Required action:
Output exactly the lines below, starting with the line that has "trees in water shown above." and going on through the line that has "Kindly mark the innermost point of each instance of the olive", both included, and no other lines.

[Collected data]
=== Section Start ===
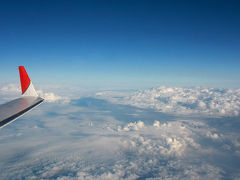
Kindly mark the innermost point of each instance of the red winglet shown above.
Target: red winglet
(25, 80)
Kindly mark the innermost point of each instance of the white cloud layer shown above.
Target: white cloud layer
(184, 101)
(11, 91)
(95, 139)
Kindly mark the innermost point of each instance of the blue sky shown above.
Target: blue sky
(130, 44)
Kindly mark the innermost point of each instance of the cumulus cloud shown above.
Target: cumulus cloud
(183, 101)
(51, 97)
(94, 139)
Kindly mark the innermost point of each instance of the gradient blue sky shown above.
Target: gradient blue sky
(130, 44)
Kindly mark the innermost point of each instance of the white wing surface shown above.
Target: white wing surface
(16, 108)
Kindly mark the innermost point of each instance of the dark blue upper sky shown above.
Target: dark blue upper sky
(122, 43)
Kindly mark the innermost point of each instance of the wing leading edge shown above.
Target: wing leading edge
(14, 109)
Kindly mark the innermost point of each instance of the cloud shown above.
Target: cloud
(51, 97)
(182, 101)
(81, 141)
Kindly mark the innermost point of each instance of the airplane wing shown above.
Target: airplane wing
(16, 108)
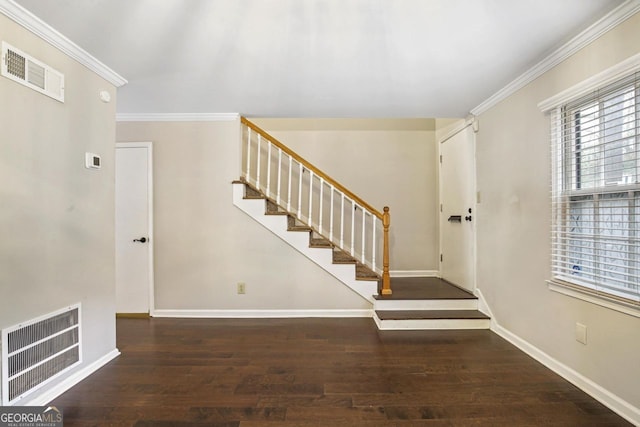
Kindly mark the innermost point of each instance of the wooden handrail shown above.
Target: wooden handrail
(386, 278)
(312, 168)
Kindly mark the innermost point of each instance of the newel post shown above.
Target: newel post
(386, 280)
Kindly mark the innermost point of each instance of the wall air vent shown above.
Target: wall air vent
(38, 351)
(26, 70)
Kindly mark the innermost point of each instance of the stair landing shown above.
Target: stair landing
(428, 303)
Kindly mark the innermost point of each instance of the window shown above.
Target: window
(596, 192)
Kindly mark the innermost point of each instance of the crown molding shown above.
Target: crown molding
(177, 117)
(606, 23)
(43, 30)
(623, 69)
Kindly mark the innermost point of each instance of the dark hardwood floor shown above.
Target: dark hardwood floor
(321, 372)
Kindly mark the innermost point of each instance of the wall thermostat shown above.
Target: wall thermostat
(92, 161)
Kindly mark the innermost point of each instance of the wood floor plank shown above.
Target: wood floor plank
=== Section End ===
=== Section Start ===
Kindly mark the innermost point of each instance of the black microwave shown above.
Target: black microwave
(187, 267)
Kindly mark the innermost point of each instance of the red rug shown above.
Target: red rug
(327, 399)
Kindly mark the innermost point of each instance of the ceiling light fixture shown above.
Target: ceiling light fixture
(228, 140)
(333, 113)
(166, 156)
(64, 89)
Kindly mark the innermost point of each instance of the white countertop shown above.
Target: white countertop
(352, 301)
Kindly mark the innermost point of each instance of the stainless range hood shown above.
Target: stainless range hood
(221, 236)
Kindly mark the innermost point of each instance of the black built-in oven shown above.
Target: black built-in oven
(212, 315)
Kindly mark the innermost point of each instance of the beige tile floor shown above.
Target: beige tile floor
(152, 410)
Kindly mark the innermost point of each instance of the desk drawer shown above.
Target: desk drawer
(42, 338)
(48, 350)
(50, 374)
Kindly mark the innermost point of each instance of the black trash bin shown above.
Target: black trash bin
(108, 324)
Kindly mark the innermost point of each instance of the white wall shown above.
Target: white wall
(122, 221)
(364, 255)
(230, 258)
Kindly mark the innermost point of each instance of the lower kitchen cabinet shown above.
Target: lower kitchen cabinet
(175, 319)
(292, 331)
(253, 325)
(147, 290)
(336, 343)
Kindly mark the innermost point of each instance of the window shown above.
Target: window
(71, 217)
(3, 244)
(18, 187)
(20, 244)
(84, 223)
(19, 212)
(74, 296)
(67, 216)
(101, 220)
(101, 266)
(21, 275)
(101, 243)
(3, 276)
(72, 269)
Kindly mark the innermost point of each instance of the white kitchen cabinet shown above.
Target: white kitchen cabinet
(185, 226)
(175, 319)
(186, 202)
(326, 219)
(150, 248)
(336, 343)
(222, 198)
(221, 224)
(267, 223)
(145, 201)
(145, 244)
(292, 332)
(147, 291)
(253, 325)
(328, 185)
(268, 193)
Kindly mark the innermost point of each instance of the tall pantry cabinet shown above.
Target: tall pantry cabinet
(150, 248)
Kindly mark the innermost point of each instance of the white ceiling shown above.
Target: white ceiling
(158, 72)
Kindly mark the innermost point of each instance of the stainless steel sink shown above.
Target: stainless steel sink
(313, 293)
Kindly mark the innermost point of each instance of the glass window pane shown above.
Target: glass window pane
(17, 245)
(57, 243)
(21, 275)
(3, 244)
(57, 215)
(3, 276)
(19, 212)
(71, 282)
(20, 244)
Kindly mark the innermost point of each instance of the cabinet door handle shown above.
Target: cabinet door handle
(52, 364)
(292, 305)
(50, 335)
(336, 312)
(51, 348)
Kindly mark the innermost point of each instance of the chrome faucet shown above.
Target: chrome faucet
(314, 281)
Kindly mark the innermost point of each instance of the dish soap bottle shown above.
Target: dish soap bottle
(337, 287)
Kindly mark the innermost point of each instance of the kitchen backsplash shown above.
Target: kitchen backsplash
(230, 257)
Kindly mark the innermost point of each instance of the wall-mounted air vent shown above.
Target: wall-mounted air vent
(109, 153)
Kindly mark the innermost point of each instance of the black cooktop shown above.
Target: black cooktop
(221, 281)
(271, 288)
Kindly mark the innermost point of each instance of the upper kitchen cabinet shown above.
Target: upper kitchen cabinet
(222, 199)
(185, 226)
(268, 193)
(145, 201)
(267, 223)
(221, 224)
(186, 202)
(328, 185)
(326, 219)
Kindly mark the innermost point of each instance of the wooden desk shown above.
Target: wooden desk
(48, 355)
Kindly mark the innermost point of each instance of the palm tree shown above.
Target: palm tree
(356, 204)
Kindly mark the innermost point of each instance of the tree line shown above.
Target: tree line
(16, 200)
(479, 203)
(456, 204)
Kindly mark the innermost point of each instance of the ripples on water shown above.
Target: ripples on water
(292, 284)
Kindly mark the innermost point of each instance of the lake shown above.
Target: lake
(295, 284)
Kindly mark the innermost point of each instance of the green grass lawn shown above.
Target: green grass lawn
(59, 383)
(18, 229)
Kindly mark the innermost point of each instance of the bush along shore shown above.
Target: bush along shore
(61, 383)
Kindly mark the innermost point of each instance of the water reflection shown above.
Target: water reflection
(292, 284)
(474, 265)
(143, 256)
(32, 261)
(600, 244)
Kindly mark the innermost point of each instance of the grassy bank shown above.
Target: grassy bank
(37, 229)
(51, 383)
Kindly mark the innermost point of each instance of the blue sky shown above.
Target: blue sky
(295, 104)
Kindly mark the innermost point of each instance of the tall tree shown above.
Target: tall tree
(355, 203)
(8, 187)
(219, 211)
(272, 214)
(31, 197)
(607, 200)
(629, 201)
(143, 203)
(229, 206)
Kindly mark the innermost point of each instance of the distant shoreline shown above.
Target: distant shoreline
=== Section End ===
=== Section Start ===
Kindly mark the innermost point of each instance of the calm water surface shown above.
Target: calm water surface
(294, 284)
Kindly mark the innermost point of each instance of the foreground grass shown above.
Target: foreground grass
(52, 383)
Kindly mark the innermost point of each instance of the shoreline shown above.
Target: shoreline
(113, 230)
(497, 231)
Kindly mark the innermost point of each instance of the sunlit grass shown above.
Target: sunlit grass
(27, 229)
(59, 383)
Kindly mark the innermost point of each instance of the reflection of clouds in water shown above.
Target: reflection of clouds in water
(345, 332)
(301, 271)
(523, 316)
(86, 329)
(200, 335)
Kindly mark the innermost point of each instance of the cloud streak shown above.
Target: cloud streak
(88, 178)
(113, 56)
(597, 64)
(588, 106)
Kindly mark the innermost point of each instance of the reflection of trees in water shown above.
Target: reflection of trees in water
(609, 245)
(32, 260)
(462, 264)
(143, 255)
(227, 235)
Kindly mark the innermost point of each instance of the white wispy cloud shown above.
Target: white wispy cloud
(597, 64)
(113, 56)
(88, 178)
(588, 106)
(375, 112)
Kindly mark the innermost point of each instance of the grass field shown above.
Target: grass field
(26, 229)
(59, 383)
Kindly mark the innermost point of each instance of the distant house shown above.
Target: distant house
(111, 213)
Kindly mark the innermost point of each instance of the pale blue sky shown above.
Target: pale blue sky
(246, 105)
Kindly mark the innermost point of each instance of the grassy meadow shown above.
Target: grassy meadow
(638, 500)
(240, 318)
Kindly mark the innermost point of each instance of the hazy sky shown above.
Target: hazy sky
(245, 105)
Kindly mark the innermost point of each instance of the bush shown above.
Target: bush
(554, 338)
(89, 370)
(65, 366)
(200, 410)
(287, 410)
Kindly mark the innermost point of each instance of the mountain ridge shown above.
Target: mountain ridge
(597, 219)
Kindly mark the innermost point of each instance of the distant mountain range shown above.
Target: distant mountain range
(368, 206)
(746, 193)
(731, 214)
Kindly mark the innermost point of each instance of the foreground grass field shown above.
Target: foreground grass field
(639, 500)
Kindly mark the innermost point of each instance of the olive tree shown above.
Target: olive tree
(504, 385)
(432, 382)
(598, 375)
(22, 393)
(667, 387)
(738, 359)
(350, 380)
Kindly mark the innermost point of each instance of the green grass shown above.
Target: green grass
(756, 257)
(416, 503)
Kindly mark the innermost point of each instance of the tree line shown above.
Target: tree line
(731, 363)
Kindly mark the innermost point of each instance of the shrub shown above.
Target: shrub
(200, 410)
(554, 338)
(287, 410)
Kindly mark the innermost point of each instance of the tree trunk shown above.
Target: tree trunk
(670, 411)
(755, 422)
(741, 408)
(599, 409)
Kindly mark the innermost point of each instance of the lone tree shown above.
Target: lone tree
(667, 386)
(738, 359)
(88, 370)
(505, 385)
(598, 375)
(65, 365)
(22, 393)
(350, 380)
=== Section End ===
Solved exercise:
Kindly mark the innermost point of each instance of the reflection of trees in water shown above.
Target: reflection of trees in water
(609, 245)
(32, 260)
(462, 264)
(143, 255)
(227, 235)
Kindly mark the innermost point of each instance of the white wispy cloud shown above.
Target: white wispy cloud
(597, 64)
(113, 56)
(88, 178)
(588, 106)
(375, 112)
Kindly mark the innermost point of each instance of the grass field shown above.
Target: grass field
(26, 229)
(59, 383)
Kindly mark the innermost point of each instance of the distant house shown above.
Target: distant house
(111, 213)
Kindly mark the innermost point of each instance of the pale blue sky shown above.
Target: pale blue sky
(246, 105)
Kindly mark the innermost point of each instance of the grassy meadow shown above.
Target: grassy meadow
(638, 500)
(240, 318)
Kindly mark the innermost point of each instance of the hazy sky shown above.
Target: hazy sky
(245, 105)
Kindly mark the innermost point of each instance of the bush shown above.
Target: bush
(554, 338)
(89, 370)
(65, 366)
(200, 410)
(287, 410)
Kindly mark the innermost point of each instance of the mountain ridge shown above.
Target: mountain ridge
(597, 219)
Kindly mark the innermost point of each instance of the distant mountain range shown above.
Target: distant mountain range
(368, 206)
(746, 193)
(731, 214)
Kindly mark the innermost point of each instance of the foreground grass field shown above.
Target: foreground grass field
(639, 500)
Kindly mark the innermost point of each instance of the olive tree shown above.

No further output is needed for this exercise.